配って、売れて、パクられて――ポッキー海外物語:仕事をしたら“インドネシア”で売れた(2/7 ページ)
江崎グリコの「ポッキー」が、海外で広がりつつあることをご存じだろうか。インドネシアでは2012年から本格的に展開しているが、売上目標を軽く上回る勢いだ。その理由は……。
現地の嗜好に合わせた工夫が必要
土肥: ポッキーは現在、タイ、上海、フランス、カナダ、米国、ベトナムの6拠点を中心に展開していて、年間5億個も販売しているそうですね。海外展開を始められた1960年代後半は、日本で生産したポッキーを輸出されていた。しかし「現地の嗜好に合わせた工夫が必要」と判断して、現地法人の設立にチカラを入れられた。
その第一歩として、1970年に現地法人「タイグリコ」を設立。その後、米国、フランス、中国などにも現地法人を設立していったわけですが、2012年から本格的な展開を始めたインドネシアが好調のようですね。売上目標は3年間で10億円だったのに、1年目でいきなり5億円も稼いでしまった。インドネシアのお菓子市場ってどんなところなのでしょうか?
中原: 日本国内の菓子市場は、少子高齢化や人口減少などで「先細りするのではないか」と言われていますが、インドネシアは違います。

設問 1:
ポッキーの海外展開に関する本文について、次の(a)～(c)の記述が本文の内容と一致するかどうかを判定し、判断の根拠となる本文の語句をそのまま引用してください。
(a) ポッキーの海外展開は1960年代後半に始まった。
(b) インドネシアでの売上目標は、1年間で10億円であった。
(c) 最初に設立された現地法人は、フランスの法人であった。
設問 2:
本文に基づき、次の問いに答えてください。
(a) ポッキーは年間何個販売されているか。
(b) インドネシアで本格的な展開が始まったのは何年か。
(c) 現地法人「タイグリコ」が設立されたのは何年か。
本文の記述のみを根拠として解答してください。

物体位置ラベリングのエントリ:
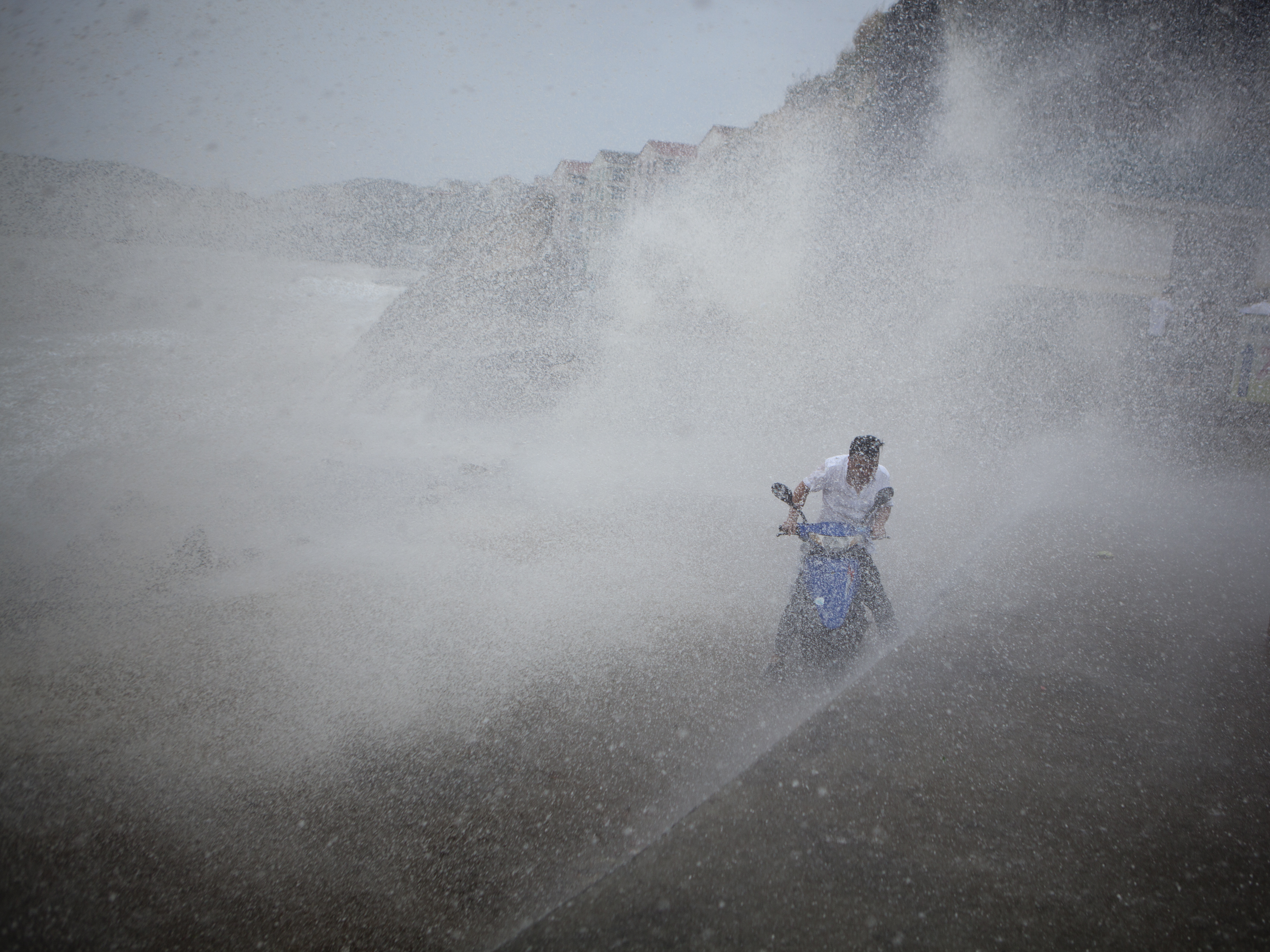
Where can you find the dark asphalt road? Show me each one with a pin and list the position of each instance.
(1024, 781)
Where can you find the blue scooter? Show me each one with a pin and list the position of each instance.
(831, 568)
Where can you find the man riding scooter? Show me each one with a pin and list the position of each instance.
(850, 485)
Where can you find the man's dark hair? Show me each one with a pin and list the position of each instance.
(868, 447)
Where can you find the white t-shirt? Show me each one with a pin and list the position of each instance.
(840, 502)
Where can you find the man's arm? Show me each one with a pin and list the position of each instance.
(790, 525)
(879, 527)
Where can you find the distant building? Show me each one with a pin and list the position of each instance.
(569, 186)
(719, 140)
(658, 165)
(607, 191)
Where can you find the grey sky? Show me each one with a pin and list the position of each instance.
(268, 96)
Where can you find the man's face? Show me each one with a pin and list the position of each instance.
(860, 469)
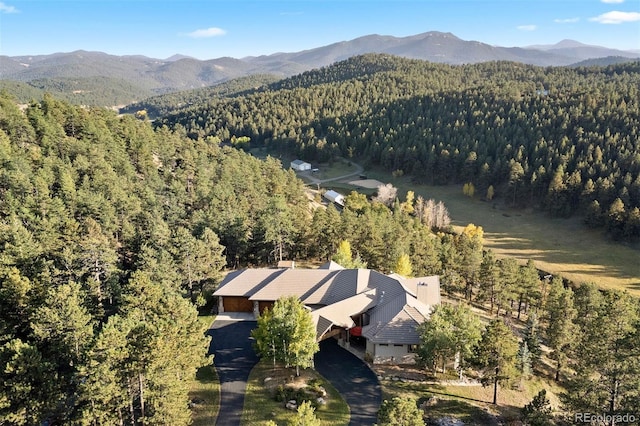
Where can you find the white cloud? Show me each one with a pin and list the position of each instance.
(566, 20)
(5, 8)
(616, 17)
(208, 32)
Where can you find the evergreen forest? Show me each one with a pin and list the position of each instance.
(560, 139)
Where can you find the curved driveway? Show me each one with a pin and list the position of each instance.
(357, 384)
(234, 359)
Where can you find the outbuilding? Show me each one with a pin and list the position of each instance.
(300, 165)
(334, 197)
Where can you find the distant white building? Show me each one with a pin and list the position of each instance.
(300, 165)
(334, 197)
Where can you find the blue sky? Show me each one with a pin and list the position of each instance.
(208, 29)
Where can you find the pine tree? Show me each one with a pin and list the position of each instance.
(451, 332)
(497, 355)
(561, 331)
(538, 412)
(286, 333)
(532, 337)
(403, 266)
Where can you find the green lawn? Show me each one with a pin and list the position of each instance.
(260, 405)
(205, 390)
(560, 246)
(471, 404)
(205, 394)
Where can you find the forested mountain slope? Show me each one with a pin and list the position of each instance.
(104, 225)
(563, 139)
(112, 232)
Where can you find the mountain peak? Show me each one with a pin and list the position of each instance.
(567, 44)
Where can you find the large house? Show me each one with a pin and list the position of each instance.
(356, 306)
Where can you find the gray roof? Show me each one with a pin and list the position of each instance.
(392, 302)
(396, 320)
(245, 282)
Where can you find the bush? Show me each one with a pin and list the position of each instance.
(287, 393)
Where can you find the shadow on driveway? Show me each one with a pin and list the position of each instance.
(234, 358)
(355, 381)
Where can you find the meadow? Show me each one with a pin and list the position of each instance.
(563, 247)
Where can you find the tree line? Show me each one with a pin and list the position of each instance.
(113, 232)
(560, 139)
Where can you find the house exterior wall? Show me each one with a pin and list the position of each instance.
(300, 166)
(390, 353)
(236, 304)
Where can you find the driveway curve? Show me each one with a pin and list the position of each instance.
(234, 358)
(355, 381)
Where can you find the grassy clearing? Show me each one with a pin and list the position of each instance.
(560, 246)
(205, 394)
(260, 405)
(205, 390)
(471, 404)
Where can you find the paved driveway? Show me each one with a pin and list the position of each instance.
(234, 359)
(357, 384)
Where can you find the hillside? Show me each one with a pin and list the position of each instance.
(559, 139)
(87, 71)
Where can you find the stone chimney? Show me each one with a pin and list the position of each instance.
(428, 292)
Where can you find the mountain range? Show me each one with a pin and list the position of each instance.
(139, 76)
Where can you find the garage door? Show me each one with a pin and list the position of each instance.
(265, 305)
(237, 304)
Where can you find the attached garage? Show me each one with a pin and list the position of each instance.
(262, 305)
(237, 304)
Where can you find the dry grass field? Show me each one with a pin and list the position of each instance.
(559, 246)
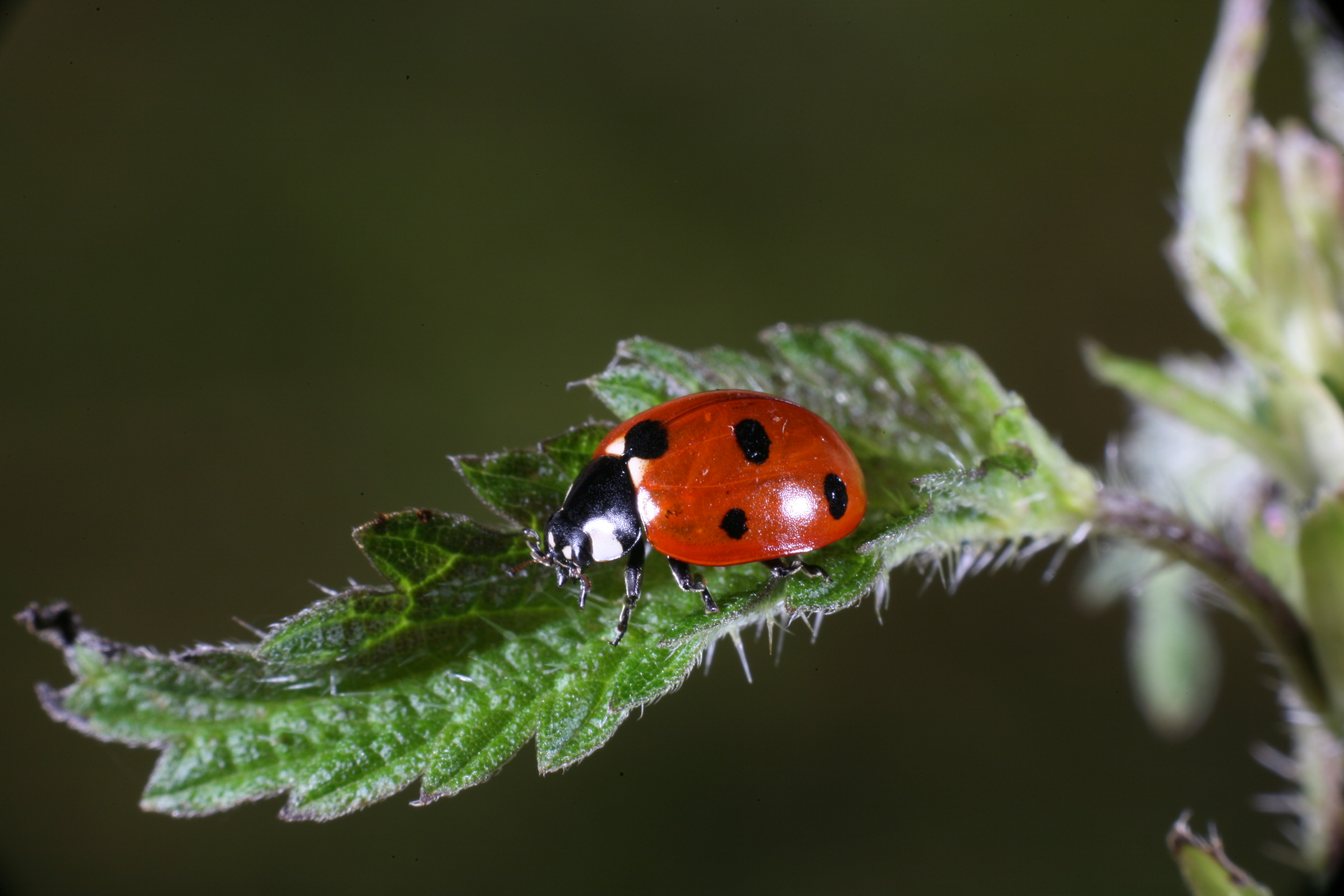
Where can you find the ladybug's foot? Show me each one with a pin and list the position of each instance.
(624, 622)
(782, 568)
(682, 573)
(633, 586)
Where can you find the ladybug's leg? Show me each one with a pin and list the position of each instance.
(782, 568)
(633, 583)
(682, 573)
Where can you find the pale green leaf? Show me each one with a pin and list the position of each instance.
(1206, 868)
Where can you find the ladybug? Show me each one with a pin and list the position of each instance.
(713, 479)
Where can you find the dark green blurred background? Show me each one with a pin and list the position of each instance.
(264, 265)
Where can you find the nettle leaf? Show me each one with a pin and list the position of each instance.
(1206, 867)
(446, 671)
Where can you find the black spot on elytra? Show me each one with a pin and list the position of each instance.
(838, 496)
(647, 440)
(734, 523)
(753, 441)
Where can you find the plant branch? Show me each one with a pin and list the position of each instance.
(1126, 515)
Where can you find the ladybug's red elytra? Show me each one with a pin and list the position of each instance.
(711, 479)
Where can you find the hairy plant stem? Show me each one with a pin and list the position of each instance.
(1131, 516)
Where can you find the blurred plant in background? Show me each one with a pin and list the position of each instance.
(1250, 445)
(1228, 489)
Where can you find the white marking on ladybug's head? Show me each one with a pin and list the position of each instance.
(648, 509)
(605, 544)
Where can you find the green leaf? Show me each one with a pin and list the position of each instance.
(1206, 867)
(1172, 655)
(1321, 550)
(446, 671)
(522, 485)
(1174, 661)
(1152, 384)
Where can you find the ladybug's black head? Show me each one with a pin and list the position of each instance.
(598, 522)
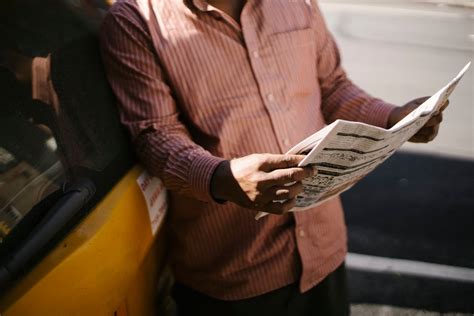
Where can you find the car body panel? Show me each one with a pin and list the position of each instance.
(112, 248)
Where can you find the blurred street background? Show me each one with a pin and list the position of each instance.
(410, 222)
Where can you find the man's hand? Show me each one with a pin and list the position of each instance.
(429, 131)
(259, 181)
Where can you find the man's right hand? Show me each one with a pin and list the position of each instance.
(261, 181)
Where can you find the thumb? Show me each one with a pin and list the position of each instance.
(273, 162)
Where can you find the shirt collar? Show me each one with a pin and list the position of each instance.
(201, 5)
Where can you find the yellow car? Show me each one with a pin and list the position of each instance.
(80, 222)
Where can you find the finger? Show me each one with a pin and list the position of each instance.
(434, 120)
(426, 134)
(288, 175)
(276, 207)
(286, 192)
(272, 162)
(444, 106)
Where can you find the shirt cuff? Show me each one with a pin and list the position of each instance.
(200, 176)
(379, 113)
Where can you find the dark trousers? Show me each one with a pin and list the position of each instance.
(328, 298)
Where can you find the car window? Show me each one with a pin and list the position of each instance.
(59, 124)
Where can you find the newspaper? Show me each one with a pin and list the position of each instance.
(344, 152)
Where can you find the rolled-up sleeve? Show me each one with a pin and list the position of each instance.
(147, 108)
(342, 99)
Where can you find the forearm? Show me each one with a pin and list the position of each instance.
(184, 166)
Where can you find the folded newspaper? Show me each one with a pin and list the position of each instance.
(344, 152)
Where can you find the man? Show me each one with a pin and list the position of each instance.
(206, 90)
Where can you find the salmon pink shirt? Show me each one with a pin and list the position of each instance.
(195, 87)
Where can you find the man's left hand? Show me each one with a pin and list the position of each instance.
(429, 131)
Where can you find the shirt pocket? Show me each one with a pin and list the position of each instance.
(295, 56)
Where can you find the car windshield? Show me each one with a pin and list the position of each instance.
(58, 118)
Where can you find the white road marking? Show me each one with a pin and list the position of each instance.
(417, 268)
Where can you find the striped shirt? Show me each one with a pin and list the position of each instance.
(194, 88)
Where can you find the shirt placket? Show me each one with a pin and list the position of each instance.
(270, 83)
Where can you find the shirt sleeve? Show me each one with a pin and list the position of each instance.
(147, 108)
(342, 99)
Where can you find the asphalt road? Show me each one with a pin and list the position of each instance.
(419, 205)
(399, 50)
(416, 207)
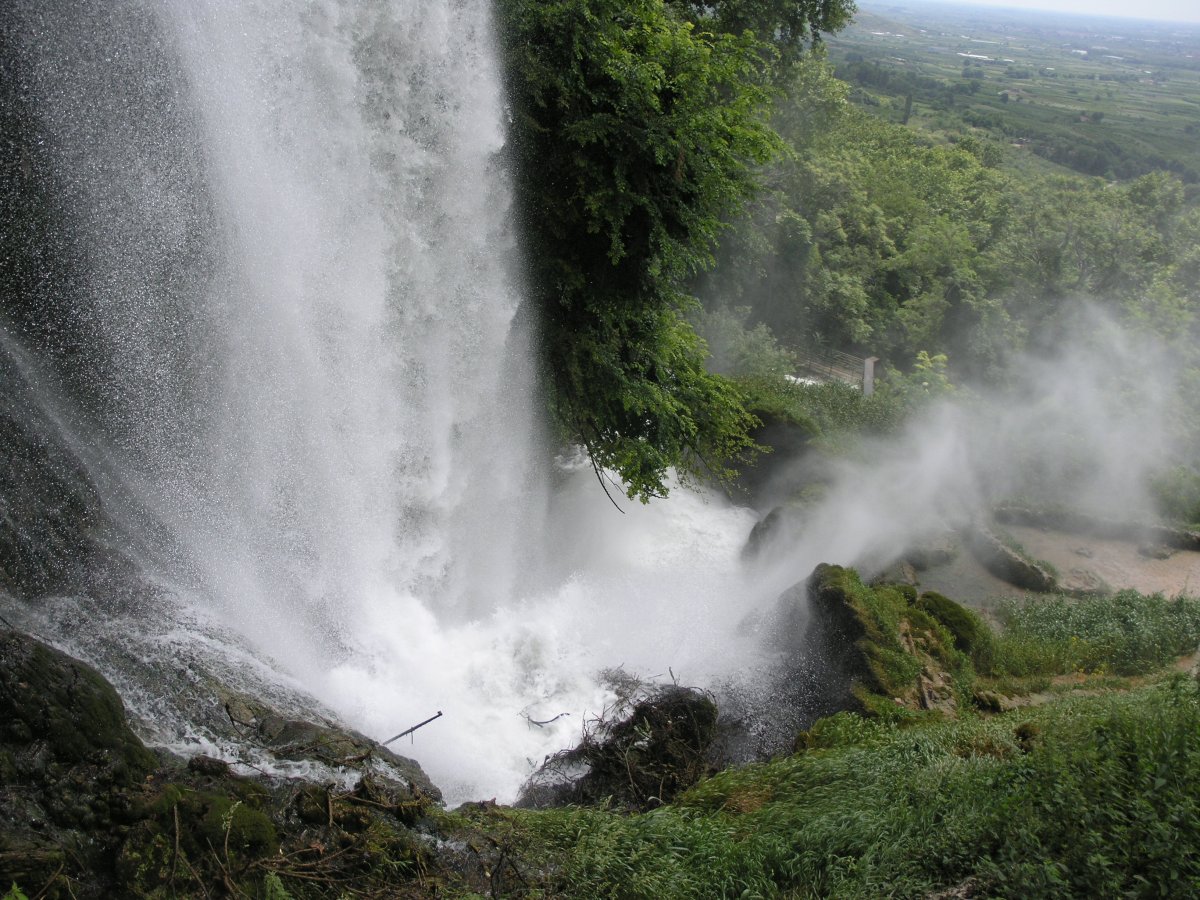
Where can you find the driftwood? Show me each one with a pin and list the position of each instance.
(409, 731)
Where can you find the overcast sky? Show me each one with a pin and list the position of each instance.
(1169, 10)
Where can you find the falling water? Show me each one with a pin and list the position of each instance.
(287, 342)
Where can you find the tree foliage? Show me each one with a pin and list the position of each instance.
(637, 136)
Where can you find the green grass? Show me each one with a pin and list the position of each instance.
(1096, 796)
(1126, 634)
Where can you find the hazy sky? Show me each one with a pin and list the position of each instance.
(1169, 10)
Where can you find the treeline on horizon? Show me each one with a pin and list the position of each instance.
(669, 151)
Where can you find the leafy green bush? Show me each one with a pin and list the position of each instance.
(832, 411)
(1177, 493)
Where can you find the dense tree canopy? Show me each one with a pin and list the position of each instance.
(639, 135)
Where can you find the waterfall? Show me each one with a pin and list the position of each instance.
(276, 316)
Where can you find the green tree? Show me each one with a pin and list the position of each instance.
(637, 136)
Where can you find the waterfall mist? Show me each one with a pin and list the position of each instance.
(277, 319)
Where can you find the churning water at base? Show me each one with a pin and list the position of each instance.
(286, 340)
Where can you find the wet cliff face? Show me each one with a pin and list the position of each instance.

解答 1:
(a) はい。「海外展開を始められた1960年代後半は、日本で生産したポッキーを輸出されていた」
(b) いいえ。「売上目標は3年間で10億円だったのに」
(c) いいえ。「その第一歩として、1970年に現地法人「タイグリコ」を設立」

解答 2:
(a) 5億個
(b) 2012年
(c) 1970年